YOUR TASK >> Show every line below that contains the word "gray", copying each one unchanged.

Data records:
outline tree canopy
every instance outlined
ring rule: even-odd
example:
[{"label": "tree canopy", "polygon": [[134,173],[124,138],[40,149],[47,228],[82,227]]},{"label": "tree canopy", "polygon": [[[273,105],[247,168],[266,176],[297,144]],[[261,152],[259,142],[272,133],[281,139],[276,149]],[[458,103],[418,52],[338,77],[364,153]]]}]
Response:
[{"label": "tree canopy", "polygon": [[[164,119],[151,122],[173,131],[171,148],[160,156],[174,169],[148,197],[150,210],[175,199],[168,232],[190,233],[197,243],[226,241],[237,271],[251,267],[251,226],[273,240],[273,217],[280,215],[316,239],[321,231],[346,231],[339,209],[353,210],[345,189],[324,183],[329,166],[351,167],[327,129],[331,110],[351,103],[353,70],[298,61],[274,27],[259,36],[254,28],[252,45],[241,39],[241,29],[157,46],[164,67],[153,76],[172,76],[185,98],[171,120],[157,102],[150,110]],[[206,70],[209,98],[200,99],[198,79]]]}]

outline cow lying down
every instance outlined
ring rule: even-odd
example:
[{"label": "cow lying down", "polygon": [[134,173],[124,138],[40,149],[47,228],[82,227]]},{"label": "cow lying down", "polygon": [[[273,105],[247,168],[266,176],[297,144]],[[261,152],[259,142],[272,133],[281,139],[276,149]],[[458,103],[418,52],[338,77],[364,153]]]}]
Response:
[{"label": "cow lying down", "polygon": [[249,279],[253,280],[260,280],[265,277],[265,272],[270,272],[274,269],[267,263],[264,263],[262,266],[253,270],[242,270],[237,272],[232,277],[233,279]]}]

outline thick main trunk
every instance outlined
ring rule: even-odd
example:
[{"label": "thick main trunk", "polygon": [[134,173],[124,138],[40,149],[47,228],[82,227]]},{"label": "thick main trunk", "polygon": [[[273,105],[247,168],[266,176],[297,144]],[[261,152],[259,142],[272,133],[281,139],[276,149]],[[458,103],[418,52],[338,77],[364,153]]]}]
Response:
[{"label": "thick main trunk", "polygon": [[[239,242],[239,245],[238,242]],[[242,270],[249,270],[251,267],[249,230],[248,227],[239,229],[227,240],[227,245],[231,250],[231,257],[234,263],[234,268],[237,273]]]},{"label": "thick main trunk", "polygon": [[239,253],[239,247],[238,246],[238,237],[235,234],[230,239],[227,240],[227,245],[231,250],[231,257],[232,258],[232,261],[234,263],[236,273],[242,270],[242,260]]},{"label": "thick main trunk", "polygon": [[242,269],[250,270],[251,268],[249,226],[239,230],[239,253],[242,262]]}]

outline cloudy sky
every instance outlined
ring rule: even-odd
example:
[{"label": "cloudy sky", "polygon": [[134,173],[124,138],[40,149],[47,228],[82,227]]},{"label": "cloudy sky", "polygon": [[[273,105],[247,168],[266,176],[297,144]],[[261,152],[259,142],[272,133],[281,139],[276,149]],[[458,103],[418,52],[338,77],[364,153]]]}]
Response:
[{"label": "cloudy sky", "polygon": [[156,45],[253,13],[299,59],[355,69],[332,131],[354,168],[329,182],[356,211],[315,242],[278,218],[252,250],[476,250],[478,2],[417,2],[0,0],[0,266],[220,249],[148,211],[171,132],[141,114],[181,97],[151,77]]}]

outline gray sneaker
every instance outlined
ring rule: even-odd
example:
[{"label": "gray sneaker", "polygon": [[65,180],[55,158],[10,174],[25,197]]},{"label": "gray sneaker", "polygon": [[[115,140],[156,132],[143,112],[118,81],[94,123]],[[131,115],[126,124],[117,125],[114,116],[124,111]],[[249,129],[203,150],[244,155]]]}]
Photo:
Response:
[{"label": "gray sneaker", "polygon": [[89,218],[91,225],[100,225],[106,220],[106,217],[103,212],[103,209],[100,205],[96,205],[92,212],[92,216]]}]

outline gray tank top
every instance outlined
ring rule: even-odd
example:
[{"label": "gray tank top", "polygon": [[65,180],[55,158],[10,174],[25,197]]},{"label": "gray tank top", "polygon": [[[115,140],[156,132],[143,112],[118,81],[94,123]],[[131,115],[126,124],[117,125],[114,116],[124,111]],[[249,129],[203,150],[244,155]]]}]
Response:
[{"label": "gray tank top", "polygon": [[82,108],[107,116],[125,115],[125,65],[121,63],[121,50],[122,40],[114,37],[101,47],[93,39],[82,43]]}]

PROBLEM SOLUTION >>
outline gray sneaker
[{"label": "gray sneaker", "polygon": [[65,180],[55,158],[10,174],[25,197]]},{"label": "gray sneaker", "polygon": [[[115,140],[156,132],[143,112],[118,81],[94,123]],[[131,115],[126,124],[117,125],[114,116],[124,111]],[[249,129],[203,150],[244,155]]]}]
[{"label": "gray sneaker", "polygon": [[89,218],[91,225],[100,225],[106,220],[106,217],[103,212],[103,209],[100,205],[96,205],[92,212],[92,216]]}]
outline gray tank top
[{"label": "gray tank top", "polygon": [[65,180],[55,158],[10,174],[25,197]]},{"label": "gray tank top", "polygon": [[[115,140],[156,132],[143,112],[118,81],[94,123]],[[131,115],[126,124],[117,125],[114,116],[124,111]],[[249,129],[203,150],[244,155]]]}]
[{"label": "gray tank top", "polygon": [[82,108],[107,116],[125,115],[125,65],[121,63],[121,50],[122,40],[114,37],[101,47],[93,39],[82,43]]}]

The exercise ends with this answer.